→ WHAT IS REQUIRED:
Rewrite all of the entries below with every "photo" changed to "image" and nothing else altered, and omit the pictures.
## START DATASET ROWS
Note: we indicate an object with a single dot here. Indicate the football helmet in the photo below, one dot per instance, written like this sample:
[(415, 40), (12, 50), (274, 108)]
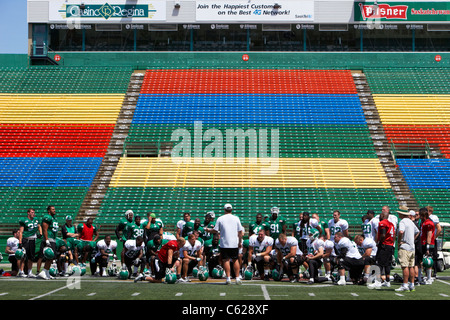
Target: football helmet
[(313, 234), (427, 262), (123, 274), (48, 253), (203, 274), (248, 273), (19, 254)]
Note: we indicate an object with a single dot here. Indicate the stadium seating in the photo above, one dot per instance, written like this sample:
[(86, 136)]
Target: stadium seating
[(326, 156), (55, 127), (414, 107)]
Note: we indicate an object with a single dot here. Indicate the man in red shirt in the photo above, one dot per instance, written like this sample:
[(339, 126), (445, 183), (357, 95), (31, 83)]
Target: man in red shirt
[(385, 244), (427, 239), (167, 260)]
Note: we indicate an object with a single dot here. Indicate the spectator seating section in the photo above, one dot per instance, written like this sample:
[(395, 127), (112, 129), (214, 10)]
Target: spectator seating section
[(326, 156), (55, 127), (414, 107)]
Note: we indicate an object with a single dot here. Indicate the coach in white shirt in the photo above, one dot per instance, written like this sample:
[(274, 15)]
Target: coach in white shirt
[(408, 232), (231, 232)]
## END DATASET ROWS
→ CORRECT OUTPUT:
Note: we indicate an object with a single dot here. Indicate the football helmet in the image below, one dot per instance, written like this sample:
[(415, 40), (12, 50), (274, 108)]
Target: football helmet
[(313, 234), (427, 262), (123, 274), (48, 253), (203, 274), (248, 273), (19, 254)]
Note: we indicate an object with a single dot here. Indicate the stadium seating in the image above, one dot per instance, written like this sample:
[(86, 136)]
Target: stadium seating
[(326, 156), (55, 127), (414, 107)]
Note: we indicate an object with a single dot here. Indicate the man in red shirt in the image above, one dot per instance, written like this sample:
[(339, 126), (445, 183), (357, 95), (31, 83)]
Target: man in red shirt
[(385, 244), (427, 239), (167, 260)]
Note: we indicate an object with a single dot here. Indicate the spectator seating section in the image above, one dot per instance, written like this sample:
[(395, 127), (112, 129), (214, 10)]
Target: spectator seating section
[(326, 156), (55, 127), (414, 107)]
Note: we indicate an object with a single dot here. Indicate the coach in white shirt in the image above, one dot per instance, written like this sample:
[(274, 15)]
Target: coach in white shirt
[(408, 232), (231, 232)]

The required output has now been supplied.